===== RECORDS FOR THE EXERCISE =====
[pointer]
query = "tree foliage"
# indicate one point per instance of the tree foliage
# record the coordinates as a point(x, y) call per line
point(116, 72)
=====
PROBLEM TO SOLVE — Can you render every item above as a two-column CSV with the headers request and points, one row per item, putting each value in a single quoted field and turning its line breaks into spaces?

EXPECTED OUTPUT —
request,points
"[pointer] query = ""tree foliage"" # indicate one point per instance of the tree foliage # record the coordinates as a point(x, y) call per line","point(116, 72)"